» Seite
Gerald Zschorschs Werk ist einzelgängerisch. Nachbarschaft besteht vielleicht am ehesten zu Gedichten von Thomas Brasch. Zschorsch bleibt Dichter, auch wenn er, selten, Prosa schreibt. Der Zeichner ist noch zu entdecken.
Torhäuser des Glücks enthält sämtliche vor 2004 veröffentlichten Gedichte - und im neunten, letzten Kapitel, »Eizahn«, fünfzig neue, unveröffentlichte, nach Osten gewandt.
Autorenporträt
Zschorsch, GeraldGerald Zschorsch, geboren am 25. Dezember 1951 in Elsterberg im Vogtland, lebt in Frankfurt am Main.
Rezensionen

Frankfurter Allgemeine Zeitung - Rezension
Frankfurter Allgemeine Zeitung | Besprechung von 26.11.2004

Wir wollen kein Zuckerbrot
Kalte Gewaltlosigkeit: Gerald Zschorschs gesammelte Gedichte

"Ich ging im deutschen Winter / von Osten hier nach West / auf meinen Wangen froren / die Eiskristalle fest." So beginnt Gerald Zschorschs Gedicht "Grenzübertritt". Wir kennen diesen Ton von der ersten Strophe in Heines "Deutschland. Ein Wintermärchen". Die Anspielung soll mitgehört werden, denn hier sprechen zwei Autoren aus ähnlicher Erfahrung. "Es ist das ewig Gleiche / in diesem deutschen Land / die einen werden verschwiegen / die andern werden verbannt." Zschorsch bezieht die Namen seiner Gefährten ein: Kunze und Fuchs, Pannach und Faust, Havemann und Biermann - es sind die Dissidenten der DDR.

Der Weg in die Opposition war dem 1951 im Vogtland Geborenen von der Familie nicht vorgezeichnet. Der Vater, ehemaliger KZ-Häftling, in der DDR Diplomat, und die Mutter, Jugendrichterin, taten alles für seine staatskonforme Erziehung. Er ließ sich nicht biegen. Zwischen 1968 und 1970 verbüßte er eine Jugendhaft wegen angeblicher "staatsfeindlicher Hetze" und wurde 1972, weil er öffentlich eigene kritische Gedichte vorgelesen hatte, mit gleicher Begründung zu verschärftem Freiheitsentzug verurteilt. Mit der Aberkennung der Staatsbürgerschaft 1974 verband sich die Ausweisung aus der DDR. Seit dem Ende des Studiums in Gießen 1980 lebt Gerald Zschorsch als freier Schriftsteller in Frankfurt am Main. Der jetzt erschienene Gedichtband "Torhäuser des Glücks" faßt die bisher veröffentlichten acht Sammlungen und, im letzten Kapitel "Eizahn", neue Gedichte zusammen.

Der Band verzeichnet die seismographischen Ausschläge lyrischer Wahrnehmung von mehr als drei Jahrzehnten. Übermäßige Schwingungsgegensätze sind nicht dabei; die Erfahrungen der Jugend haben zu einem bestimmten Grad von Kaltblütigkeit erzogen, und auch weiterhin findet sich Zschorsch nicht bereit, Vormündern Gefolgschaft zu leisten. Der aus dem Arbeiter-und- Bauern-Paradies Katapultierte bricht bei der Landung nicht in Jubel über den Westen aus. "Wir wollen keine Peitsche / und auch (Heines Forderung wird revidiert) kein Zuckerbrot."

» Zu verarbeitende Daten
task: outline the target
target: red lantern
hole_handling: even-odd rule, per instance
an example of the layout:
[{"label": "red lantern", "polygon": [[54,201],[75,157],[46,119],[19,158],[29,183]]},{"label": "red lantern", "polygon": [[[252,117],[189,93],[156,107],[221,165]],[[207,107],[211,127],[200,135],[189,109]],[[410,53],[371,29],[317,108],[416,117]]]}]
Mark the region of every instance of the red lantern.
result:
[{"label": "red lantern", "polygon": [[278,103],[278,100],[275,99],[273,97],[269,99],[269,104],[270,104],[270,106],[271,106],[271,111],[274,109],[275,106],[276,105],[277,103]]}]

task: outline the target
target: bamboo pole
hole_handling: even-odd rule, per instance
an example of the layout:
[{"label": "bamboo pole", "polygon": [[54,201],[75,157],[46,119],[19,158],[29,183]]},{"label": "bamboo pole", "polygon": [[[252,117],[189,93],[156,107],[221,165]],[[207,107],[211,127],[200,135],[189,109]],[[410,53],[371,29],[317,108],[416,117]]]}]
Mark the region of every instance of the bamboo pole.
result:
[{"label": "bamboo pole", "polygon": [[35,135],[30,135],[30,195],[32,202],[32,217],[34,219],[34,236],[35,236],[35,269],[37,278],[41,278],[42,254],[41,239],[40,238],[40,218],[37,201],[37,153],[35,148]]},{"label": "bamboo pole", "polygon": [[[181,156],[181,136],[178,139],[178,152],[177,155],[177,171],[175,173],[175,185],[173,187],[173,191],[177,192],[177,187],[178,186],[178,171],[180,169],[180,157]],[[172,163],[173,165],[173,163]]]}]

» Schriftliche Aufgabe 1
Fasse den Absatz der Seite, der mit „Der Weg in die Opposition“ beginnt, als knappe Stichpunktliste zusammen und behalte dabei die wesentlichen Fakten bei.
» Schriftliche Aufgabe 2
Gib die gesamte Auflistung Zeile für Zeile unverändert aus.

» Erwartete Ausgabe 1
- 1951 im Vogtland geboren; der Weg in die Opposition war von der Familie nicht vorgezeichnet
- Vater: ehemaliger KZ-Häftling, in der DDR Diplomat; Mutter: Jugendrichterin; beide bemühten sich um eine staatskonforme Erziehung, doch er ließ sich nicht biegen
- 1968–1970: Jugendhaft wegen angeblicher „staatsfeindlicher Hetze“
- 1972: wegen öffentlicher Lesung eigener kritischer Gedichte mit gleicher Begründung zu verschärftem Freiheitsentzug verurteilt
- 1974: Aberkennung der Staatsbürgerschaft und Ausweisung aus der DDR
- Seit dem Studienende in Gießen 1980 freier Schriftsteller in Frankfurt am Main
- Der Gedichtband „Torhäuser des Glücks“ fasst die acht bisher veröffentlichten Sammlungen und im letzten Kapitel „Eizahn“ neue Gedichte zusammen

» Erwartete Ausgabe 2
task: outline the target
target: red lantern
hole_handling: even-odd rule, per instance
an example of the layout:
[{"label": "red lantern", "polygon": [[54,201],[75,157],[46,119],[19,158],[29,183]]},{"label": "red lantern", "polygon": [[[252,117],[189,93],[156,107],[221,165]],[[207,107],[211,127],[200,135],[189,109]],[[410,53],[371,29],[317,108],[416,117]]]}]
Mark the region of every instance of the red lantern.
result:
[{"label": "red lantern", "polygon": [[278,103],[278,100],[275,99],[273,97],[269,99],[269,104],[270,104],[270,106],[271,106],[271,111],[274,109],[275,106],[276,105],[277,103]]}]

task: outline the target
target: bamboo pole
hole_handling: even-odd rule, per instance
an example of the layout:
[{"label": "bamboo pole", "polygon": [[54,201],[75,157],[46,119],[19,158],[29,183]]},{"label": "bamboo pole", "polygon": [[[252,117],[189,93],[156,107],[221,165]],[[207,107],[211,127],[200,135],[189,109]],[[410,53],[371,29],[317,108],[416,117]]]}]
Mark the region of every instance of the bamboo pole.
result:
[{"label": "bamboo pole", "polygon": [[35,135],[30,135],[30,195],[32,202],[32,217],[34,219],[34,236],[35,236],[35,269],[37,278],[41,278],[42,254],[41,239],[40,238],[40,218],[37,201],[37,153],[35,148]]},{"label": "bamboo pole", "polygon": [[[181,156],[181,136],[178,139],[178,152],[177,155],[177,171],[175,173],[175,185],[173,187],[173,191],[177,192],[177,187],[178,186],[178,171],[180,169],[180,157]],[[172,163],[173,165],[173,163]]]}]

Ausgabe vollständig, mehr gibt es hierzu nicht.